### What this task involves
All of the records below need to be copied exactly.

### Excerpted records
# # # # #

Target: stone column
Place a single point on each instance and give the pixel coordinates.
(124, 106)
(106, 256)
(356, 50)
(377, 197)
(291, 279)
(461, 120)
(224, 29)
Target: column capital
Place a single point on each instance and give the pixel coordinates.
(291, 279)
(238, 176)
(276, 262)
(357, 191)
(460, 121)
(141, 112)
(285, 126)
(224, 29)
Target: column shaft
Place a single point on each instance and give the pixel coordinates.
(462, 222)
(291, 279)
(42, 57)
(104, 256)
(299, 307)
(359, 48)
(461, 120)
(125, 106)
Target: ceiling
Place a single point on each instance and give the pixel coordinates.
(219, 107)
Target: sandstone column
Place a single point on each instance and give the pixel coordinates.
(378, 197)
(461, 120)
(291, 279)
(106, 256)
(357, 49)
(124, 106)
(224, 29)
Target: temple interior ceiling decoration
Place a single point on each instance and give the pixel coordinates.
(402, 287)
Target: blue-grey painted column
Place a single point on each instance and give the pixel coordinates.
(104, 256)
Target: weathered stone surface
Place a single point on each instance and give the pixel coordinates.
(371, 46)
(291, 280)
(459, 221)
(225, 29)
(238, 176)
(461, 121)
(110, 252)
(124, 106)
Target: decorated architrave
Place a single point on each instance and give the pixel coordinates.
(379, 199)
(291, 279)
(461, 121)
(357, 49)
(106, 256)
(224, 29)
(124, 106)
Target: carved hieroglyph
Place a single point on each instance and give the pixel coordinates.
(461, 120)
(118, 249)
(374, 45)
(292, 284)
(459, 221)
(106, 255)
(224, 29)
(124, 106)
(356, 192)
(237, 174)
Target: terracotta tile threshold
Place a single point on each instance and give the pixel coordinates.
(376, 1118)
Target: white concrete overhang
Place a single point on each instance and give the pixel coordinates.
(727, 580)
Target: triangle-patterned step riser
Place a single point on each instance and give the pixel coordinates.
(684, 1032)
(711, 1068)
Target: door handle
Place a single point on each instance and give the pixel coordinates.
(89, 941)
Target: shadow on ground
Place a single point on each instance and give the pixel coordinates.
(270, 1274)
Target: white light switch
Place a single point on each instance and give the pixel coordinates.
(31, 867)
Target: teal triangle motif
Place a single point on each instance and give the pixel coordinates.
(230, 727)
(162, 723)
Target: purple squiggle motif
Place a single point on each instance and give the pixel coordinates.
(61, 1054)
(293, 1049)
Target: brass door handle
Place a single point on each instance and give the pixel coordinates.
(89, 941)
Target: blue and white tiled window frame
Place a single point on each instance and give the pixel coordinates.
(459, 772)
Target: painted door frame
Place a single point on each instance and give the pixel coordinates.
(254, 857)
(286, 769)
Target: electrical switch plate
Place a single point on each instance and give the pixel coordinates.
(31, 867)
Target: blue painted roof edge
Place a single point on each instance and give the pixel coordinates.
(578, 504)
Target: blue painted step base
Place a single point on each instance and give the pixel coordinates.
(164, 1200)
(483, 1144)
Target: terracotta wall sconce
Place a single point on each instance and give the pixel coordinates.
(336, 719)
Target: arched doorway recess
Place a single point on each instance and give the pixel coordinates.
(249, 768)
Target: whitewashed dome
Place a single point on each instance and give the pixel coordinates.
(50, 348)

# # # # #

### Exercise response
Target: stone column
Place a single point on each instance and give the pixel coordinates.
(124, 106)
(106, 256)
(356, 50)
(377, 197)
(291, 279)
(461, 120)
(224, 29)
Target: column capital
Place a single point on each instance and give the pixel coordinates.
(291, 279)
(238, 176)
(276, 262)
(357, 191)
(460, 121)
(141, 112)
(285, 126)
(224, 29)
Target: column shaft
Place a single point on each instance and give the pixel coordinates.
(462, 222)
(291, 279)
(42, 57)
(104, 256)
(299, 307)
(359, 48)
(461, 120)
(125, 106)
Target: ceiling
Place a single point on each instance and give the pixel coordinates.
(219, 107)
Target: sandstone column
Place a single point on each instance and give the pixel coordinates.
(378, 197)
(461, 120)
(291, 279)
(106, 256)
(357, 49)
(124, 106)
(224, 29)
Target: temple interior ceiling decoration
Place a single point on each instance and give the pixel coordinates.
(402, 287)
Target: blue-grey painted column
Place a single point on each instance and give the pixel coordinates.
(104, 256)
Target: weathered stone surface
Place a single point on each instance and give the pixel coordinates.
(371, 46)
(291, 280)
(459, 221)
(225, 29)
(238, 176)
(461, 121)
(110, 252)
(124, 106)
Target: decorated architrave
Place a single point on each instance and give the pixel coordinates.
(379, 199)
(291, 279)
(461, 121)
(357, 49)
(106, 256)
(224, 29)
(124, 106)
Target: carved hieroglyph
Place a single point on each instance and give the pixel coordinates.
(461, 120)
(118, 249)
(374, 45)
(292, 284)
(459, 221)
(106, 255)
(224, 29)
(124, 106)
(356, 192)
(237, 174)
Target: terracotta tile threshold
Place a single point on each instance and give the pixel coordinates.
(376, 1118)
Target: white concrete overhang
Place a single point on each instance and give the pixel coordinates.
(727, 580)
Target: triangle-patterned step riser
Place a single point on each instance and give the pixel coordinates.
(684, 1032)
(711, 1068)
Target: door handle
Place a single point on each instance and give the pixel coordinates.
(89, 941)
Target: shadow on ground
Place a single point on each instance and give the pixel coordinates.
(270, 1274)
Target: white light switch
Place a single point on each instance and give the pixel coordinates.
(31, 867)
Target: teal triangle motif
Place a single point on each instance and give the pixel coordinates.
(230, 727)
(162, 723)
Target: purple squiggle motif
Place a single point on each instance and give the pixel coordinates.
(61, 1054)
(293, 1049)
Target: brass door handle
Place a single point on each instance and give the pixel coordinates.
(89, 941)
Target: blue and white tiled window frame
Place a single point on each instance and give the pixel coordinates.
(459, 772)
Target: painted door frame
Place a single point on each instance and give the pixel coordinates.
(254, 857)
(286, 769)
Target: electrical switch plate
Place a single point on each instance and give the pixel coordinates.
(31, 867)
Target: blue painted roof edge
Place a single point on each instance and give the pixel coordinates.
(578, 504)
Target: blue painted step base
Place a single point on each instance and give the pixel coordinates.
(164, 1200)
(483, 1144)
Target: terracotta wall sconce
Place a single point on each instance and give the pixel coordinates.
(336, 719)
Target: arched doorway recess
Place a single point on each instance and give the pixel coordinates.
(249, 768)
Target: whitewashed dome
Place a single point on each instance and give the pixel coordinates.
(50, 348)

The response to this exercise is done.